■ AIM OF THE EXERCISE: Revise the items below by replacing each occurrence of "Practice step" with "Exercise", keeping every other word and line unchanged.

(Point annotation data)
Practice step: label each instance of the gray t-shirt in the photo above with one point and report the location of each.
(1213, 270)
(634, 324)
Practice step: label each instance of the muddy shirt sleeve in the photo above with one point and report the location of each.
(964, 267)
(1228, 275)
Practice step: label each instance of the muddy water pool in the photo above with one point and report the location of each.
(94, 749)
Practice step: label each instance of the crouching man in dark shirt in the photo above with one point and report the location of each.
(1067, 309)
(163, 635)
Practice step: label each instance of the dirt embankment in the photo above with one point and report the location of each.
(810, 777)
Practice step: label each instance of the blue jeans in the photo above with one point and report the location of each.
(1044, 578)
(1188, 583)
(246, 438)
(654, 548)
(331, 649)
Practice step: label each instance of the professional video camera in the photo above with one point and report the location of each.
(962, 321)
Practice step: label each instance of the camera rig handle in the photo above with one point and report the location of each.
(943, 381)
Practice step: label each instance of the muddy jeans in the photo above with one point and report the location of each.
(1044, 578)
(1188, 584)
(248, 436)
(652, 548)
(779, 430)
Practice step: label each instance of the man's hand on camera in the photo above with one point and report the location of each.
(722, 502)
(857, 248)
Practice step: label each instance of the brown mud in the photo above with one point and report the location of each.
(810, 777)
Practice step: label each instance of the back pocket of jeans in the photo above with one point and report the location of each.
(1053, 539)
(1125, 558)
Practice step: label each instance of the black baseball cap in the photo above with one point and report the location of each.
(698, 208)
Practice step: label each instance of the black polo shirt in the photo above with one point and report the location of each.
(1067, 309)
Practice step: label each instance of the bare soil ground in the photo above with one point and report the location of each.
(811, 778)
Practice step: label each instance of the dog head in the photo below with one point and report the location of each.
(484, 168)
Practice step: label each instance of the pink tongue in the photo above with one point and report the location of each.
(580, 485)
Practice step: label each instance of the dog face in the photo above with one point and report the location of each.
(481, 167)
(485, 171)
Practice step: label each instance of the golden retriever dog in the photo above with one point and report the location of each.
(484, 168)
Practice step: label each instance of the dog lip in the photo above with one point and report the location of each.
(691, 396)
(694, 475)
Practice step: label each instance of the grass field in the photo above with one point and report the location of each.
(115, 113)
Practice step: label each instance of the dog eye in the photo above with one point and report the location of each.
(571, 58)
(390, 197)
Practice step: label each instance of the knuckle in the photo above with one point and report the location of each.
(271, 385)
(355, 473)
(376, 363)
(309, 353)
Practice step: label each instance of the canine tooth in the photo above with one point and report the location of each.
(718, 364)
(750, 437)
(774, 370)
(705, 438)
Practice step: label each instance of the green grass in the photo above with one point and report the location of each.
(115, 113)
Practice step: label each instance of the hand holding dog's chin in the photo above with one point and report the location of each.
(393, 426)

■ ANSWER TO THIS EXERCISE:
Exercise: label each instance of the gray t-shirt in the photo above with one point and report the location of each.
(1213, 270)
(634, 324)
Exercise: label each instance of the muddy shirt sleeve in the photo above with one point and report the location of each.
(964, 267)
(1228, 275)
Exercise: label each instance of the muddy water pool in the photo above with one point and report the location of each.
(94, 749)
Exercise: label each instance of the crouching man in dark shirt in the photo above with one point and report the location of each.
(1067, 309)
(163, 635)
Exercise: label each instance of the dirt embankment in the photo above with one point and report the location of each.
(810, 777)
Exercise: label each instance of the blue jeans in the photo above with one point and report the location of each.
(1044, 578)
(1188, 583)
(246, 438)
(654, 548)
(331, 649)
Exercise: label each instance of the professional video camera in the photo above with one point and report the location of each.
(962, 321)
Exercise: label each instance of the camera rig handle in the photo above with one point and report the location of each.
(943, 381)
Exercise: label each instance of the muddy jeans in the photo above with one point and report the location of each.
(1044, 578)
(1188, 584)
(248, 436)
(652, 548)
(779, 430)
Exercise: label each instance of the man's hand on camera in the photo above with one point and report the location of each.
(722, 502)
(857, 248)
Exercise: label each instance of the brown mud in the photo above with one point and report the location of each.
(810, 777)
Exercise: label each instance of the back pocket of jeans in the photo above with one point and report the location of each.
(1053, 539)
(1125, 558)
Exercise: label each instance of the black baseball cap in the photo above with one point and report the location of each.
(698, 208)
Exercise: label each instance of the black polo shirt in the photo above with one point and report the location of each.
(1067, 309)
Exercise: label each instance of the bare soil ground in the photo above with one point and report the location of each.
(811, 778)
Exercise: label each instance of the dog head in the photo below with one point and report the location of each.
(484, 168)
Exercise: label each instance of the pink tongue in the photo above with one point and report the location of each.
(580, 485)
Exercise: label each instance of the dog face in the photo above with one point and report the location of each.
(481, 167)
(485, 171)
Exercise: label each instance of the golden retriever dog in the photo above with one point and report the location of each.
(484, 168)
Exercise: label each instance of the dog lip in the photo above with one point and report the location of each.
(691, 396)
(694, 475)
Exercise: label each instance of the grass field in the photo above with one point and report the location of each.
(115, 113)
Exercise: label each instance of the dog eye in the photo above with one point and report the location of each.
(571, 58)
(390, 197)
Exercise: label each instance of the knuckle in the photo above with one point and report the location of each.
(271, 385)
(355, 473)
(376, 363)
(309, 353)
Exercise: label each instance of the canine tooth in the photo above with one point and report the location of each.
(718, 364)
(750, 437)
(774, 370)
(705, 438)
Exercise: label each instance of the green grass in the photo above with one point and report the location of each.
(115, 113)
Exercise: label each instance of the hand holding dog's chin in the photo above with one point and report the location of each.
(393, 426)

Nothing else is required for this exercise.